What the exercise asks:
In the science news roundup, please state how many times more luminous the sun is than TOI-6894.

Page text:
Start of Block

Here are today’s most important updates from the realm of Science and Space.
NASA's 2001 Mars Odyssey orbiter has captured a stunning picture of a 20-kilometer-high volcano, peeping through the clouds on the Red Planet. The image captured from the upper atmosphere at dawn, shows a green haze with Arsia Mons standing roughly twice as tall as Earth's largest volcano, Mauna Loa, located in Hawaii, which rises nine kilometers above the seafloor. At 120 kilometres wide, the Arsia Mons summit caldera is also larger than many volcanoes on Earth. Arsia Mons is the southernmost of the Tharsis volcanoes and cloudiest of the three.
Plastic pollution is only set to get worse, tripling by 2040 but these Japanese researchers offer a glimmer of hope.
— DW News (@dwnews) June 7, 2025
They’ve developed a plastic that dissolves in seawater — within hours. pic.twitter.com/4XaVSMlHfX
(Credit: X/@dwnews)
Scientists have developed a new type of plastic that dissolves quickly in seawater, leaving no harmful residue, potentially offering a breakthrough in dealing with ocean pollution. The new plastic material has the strength of conventional petroleum-based plastics but breaks down into its original components when exposed to salt. The researchers used a combination of sodium hexametaphosphate (a common food additive) and guanidinium ion-based monomers (used for fertilisers and soil conditioners) to manufacture this plastic material which leaves behind nitrogen and phosphorus, that microbes can metabolise and plants can also absorb. It is non-toxic for humans, has fire-resistant capabilities and does not release carbon dioxide.
Astronomers have spotted a cosmic mismatch that has left them perplexed - a really big planet orbiting a really small star. The discovery defies current understanding of how planets form. The star is only about a fifth the mass of the sun. Stars this size should host small planets akin to Earth and Mars under the leading theories on planetary formation. But the one detected in orbit around this star is much larger - in fact, as big as Saturn, the second-largest planet in our solar system. The star, named TOI-6894, is located roughly 240 light-years from Earth in the constellation Leo. No known planet is larger than its host star, and that is the case here as well, though the two are much closer in size than usual. The star is about 21% the mass of the sun and much dimmer. In fact, the sun is about 250 times more luminous than TOI-6894.

End of Block

Entries shown:

Start of Block

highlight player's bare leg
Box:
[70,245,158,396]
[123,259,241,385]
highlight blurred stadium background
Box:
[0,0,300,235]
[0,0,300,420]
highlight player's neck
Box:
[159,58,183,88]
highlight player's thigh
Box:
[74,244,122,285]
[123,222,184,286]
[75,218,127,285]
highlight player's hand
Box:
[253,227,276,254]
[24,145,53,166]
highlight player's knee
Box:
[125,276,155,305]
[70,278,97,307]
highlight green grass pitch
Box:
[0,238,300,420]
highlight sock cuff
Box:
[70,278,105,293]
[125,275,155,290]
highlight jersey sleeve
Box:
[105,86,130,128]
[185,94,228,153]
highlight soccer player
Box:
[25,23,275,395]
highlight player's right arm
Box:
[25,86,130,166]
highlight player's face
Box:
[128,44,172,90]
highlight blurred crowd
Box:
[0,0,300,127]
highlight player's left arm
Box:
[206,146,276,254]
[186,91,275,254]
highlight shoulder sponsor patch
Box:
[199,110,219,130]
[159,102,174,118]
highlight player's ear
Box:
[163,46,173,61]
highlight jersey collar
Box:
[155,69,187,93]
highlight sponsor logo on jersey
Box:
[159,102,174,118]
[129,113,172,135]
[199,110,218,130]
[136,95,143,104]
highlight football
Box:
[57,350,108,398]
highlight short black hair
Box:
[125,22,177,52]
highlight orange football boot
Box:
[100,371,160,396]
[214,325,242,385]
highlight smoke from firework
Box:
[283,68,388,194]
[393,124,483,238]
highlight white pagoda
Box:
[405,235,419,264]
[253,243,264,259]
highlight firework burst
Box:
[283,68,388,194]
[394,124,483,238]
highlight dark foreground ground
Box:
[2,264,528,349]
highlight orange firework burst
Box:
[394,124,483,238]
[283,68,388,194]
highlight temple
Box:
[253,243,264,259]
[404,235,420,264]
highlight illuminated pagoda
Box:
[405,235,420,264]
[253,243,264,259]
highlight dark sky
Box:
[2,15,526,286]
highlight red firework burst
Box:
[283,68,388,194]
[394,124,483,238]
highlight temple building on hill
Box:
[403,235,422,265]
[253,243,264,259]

End of Block

Task solution:
About 250 times.